(Stored items)
>>>>

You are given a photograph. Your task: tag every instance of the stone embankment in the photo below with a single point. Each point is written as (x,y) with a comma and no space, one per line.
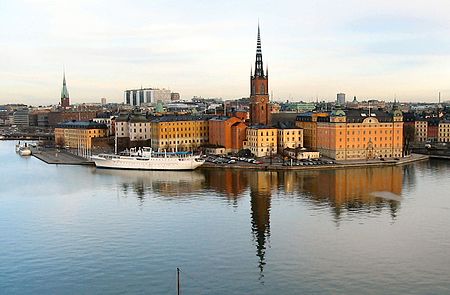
(336,165)
(55,156)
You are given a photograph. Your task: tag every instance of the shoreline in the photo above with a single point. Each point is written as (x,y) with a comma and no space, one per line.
(53,156)
(339,165)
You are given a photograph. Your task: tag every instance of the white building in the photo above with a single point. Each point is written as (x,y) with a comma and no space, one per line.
(21,117)
(146,96)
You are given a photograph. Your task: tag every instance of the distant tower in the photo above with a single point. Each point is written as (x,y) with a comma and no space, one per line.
(340,99)
(65,103)
(259,90)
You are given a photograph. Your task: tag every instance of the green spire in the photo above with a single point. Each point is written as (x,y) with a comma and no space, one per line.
(64,92)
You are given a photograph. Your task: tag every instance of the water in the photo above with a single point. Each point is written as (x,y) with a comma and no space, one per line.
(78,230)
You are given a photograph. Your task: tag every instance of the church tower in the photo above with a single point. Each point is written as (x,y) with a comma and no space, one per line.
(259,90)
(65,103)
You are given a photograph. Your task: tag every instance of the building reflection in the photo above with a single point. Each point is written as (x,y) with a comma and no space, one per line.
(165,183)
(262,185)
(353,190)
(228,182)
(363,191)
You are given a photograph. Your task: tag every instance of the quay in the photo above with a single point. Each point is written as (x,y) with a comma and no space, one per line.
(336,165)
(61,157)
(55,156)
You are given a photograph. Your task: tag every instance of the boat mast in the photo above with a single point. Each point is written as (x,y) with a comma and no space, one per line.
(115,139)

<<<<

== EXERCISE DETAILS ==
Write out each line of the data exactly; the images should be left out.

== FINISHED TASK ==
You are given a photograph. Your task: tag every instance of the stone embankment in the photo below with a single point. Each point is written as (x,y) with a comma and no space, one per line.
(336,165)
(55,156)
You are given a photograph. Your task: tag every instance of the shoreline in the photo above with a single point. Each point is written as (x,y) with a comma and no space, one per line.
(53,156)
(339,165)
You are given a photograph. Your task: tag every instance of the white building in the photo above with a single point. Each point is written as (x,y) with a comma and no space, one per line.
(21,117)
(146,96)
You are given a photograph. Your task: tag every instance of the distant tower in the photo above with a single point. Each point is written as (x,y) with a comma and no space, one per line.
(340,99)
(65,103)
(259,90)
You are given a photograph. Your task: tag every instance of the green spire in the photo above with a single point. Each point is written as (x,y) with a comma and no space, one per line.
(64,92)
You are given a photograph. Your task: tag every instance of the water in the photo above with a single point. Each point is written as (x,y) with a comma and no space, one per line.
(78,230)
You are given a photograph. Your task: tag every instance of the church tower in the photo above with a single point. Each point is written as (x,y) with a comma and no space, one per line.
(259,90)
(65,103)
You are given a photograph. Your task: tag every instance of the building reflection in the photo above with a single point. Each point is written as (x,y) with a comma and no space, one per line.
(165,183)
(262,185)
(353,190)
(228,182)
(363,191)
You are given a photograph. Your task: tag every instance of the quay in the photo above with a single point. Each point is written as (x,y) with a comma and no space, one per line.
(336,165)
(61,157)
(55,156)
You are given a photograph. Your task: tag every instance of the boat mast in the photo above with a single point. Each point is written as (x,y) with a comma and no space, one per line.
(115,139)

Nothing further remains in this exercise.